Há tempos já era esperado um novo trabalho de um dos maiores nomes do Hip Hop internacional, Jay Z. O marido de Beyoncé, dono do império Tidal entre outros empreendimentos lançou em meados de Junho de 2017 seu 13º trabalho, intitulado “4:44“.
Mostrando um lado mais humano, “4:44” passeia por momentos particulares da vida de Jay, onde faz com o que o rapper saia de sua zona de conforto, apostando em um trabalho mais á moda antiga, tendo como único produtor do álbum NO I.D, conhecido por seu trabalho em clássicos do rap internacional além de ser ex mentor do rapper Kanye West. Podemos ver em “4:44” que a música de Jay Z está menos focada em drops e graves expressivos, levando o ouvinte a se atentar aos storytellings e colagens sonoras apresentadas no trabalho para manter o foco de quem ouve as mensagens que o rapper traz consigo, como a traição acusada e exposta por Beyoncé em seu álbum “Lemonede“, o ego de Jay, seus problemas com West, segredos de família, nascimento dos filhos, posição política, além de se mostrar mais “gente como a gente” e autêntico em sua fase atual do que em qualquer outro momento de sua carreira.
Desmembrando 4:44 (a versão Deluxe composta por 13 faixas) o RND em parceria com o jornalista (ex ZonaSuburbana) Arthur Venturi, embarcou pelos segredos mais profundos de Jay Z e trouxe uma breve, porém fantástica análise das faixas de “4:44”.
Contendo 13 faixas e inteirando 46 minutos de som com participações do rapper Frank Ocean, Damian Marley (filho de Bob Marley), do produtor James Blake além das participações de sua mãe (Gloria Carter) e de sua filha com Beyoncé (Blue), “4:44“ chega para falar de sentimentos, do nascimentos de seus filhos, da traição vivida por Jay, suas vivências, possíveis escândalos além do posicionamento político do artista. O álbum chega 4 anos após o lançamento de seu último projeto “Magna Carta Holy Grail” (2013).
A primeira faixa, “Kill Jay Z”, segue uma batida boom bap e com sample da faixa “Don’t Let It Show”, do The Alan Parsons Project. Na faixa Jay Z retrata as críticas que recebe em sua carreira e em sua vida pessoal: desde o fato de ter atirado em seu irmão quando tinha 12 anos até o fato de ter largado a escola. As críticas, reinterpretadas por Jay Z incluem o cuidado que ele tem com sua filha Blue, o fato de ter vendido drogas na juventude e sobre não ter princípios. Com isso o rapper revela mais sobre sua vida pessoal e mostra quanta pressão do público e das mídias tem que aguentar diariamente em seu trabalho.

▸ **Dados fornecidos**:
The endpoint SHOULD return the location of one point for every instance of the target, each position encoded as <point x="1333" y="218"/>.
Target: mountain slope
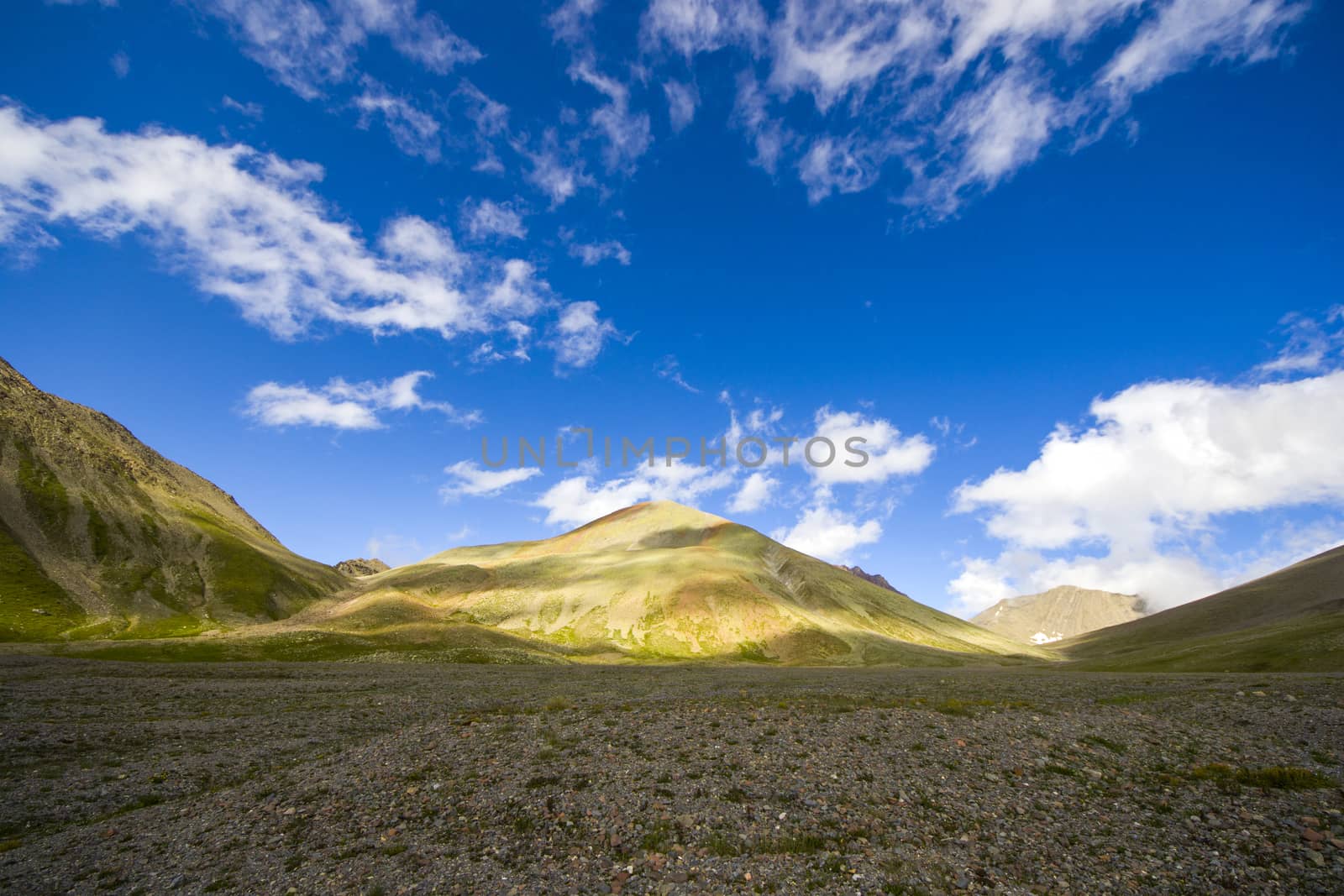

▸ **Lista de tarefas**:
• a. Segundo o texto sobre o álbum “4:44”, quem foi o único produtor do disco?
• b. Transcreva do texto sobre o álbum “4:44” o trecho de "Mostrando um lado" até "de sua carreira.".
A listagem não tem nenhum papel nestas tarefas.

▸ **Respostas por tarefa**:
• a. NO I.D.

• b.
Mostrando um lado mais humano, “4:44” passeia por momentos particulares da vida de Jay, onde faz com o que o rapper saia de sua zona de conforto, apostando em um trabalho mais á moda antiga, tendo como único produtor do álbum NO I.D, conhecido por seu trabalho em clássicos do rap internacional além de ser ex mentor do rapper Kanye West. Podemos ver em “4:44” que a música de Jay Z está menos focada em drops e graves expressivos, levando o ouvinte a se atentar aos storytellings e colagens sonoras apresentadas no trabalho para manter o foco de quem ouve as mensagens que o rapper traz consigo, como a traição acusada e exposta por Beyoncé em seu álbum “Lemonede“, o ego de Jay, seus problemas com West, segredos de família, nascimento dos filhos, posição política, além de se mostrar mais “gente como a gente” e autêntico em sua fase atual do que em qualquer outro momento de sua carreira.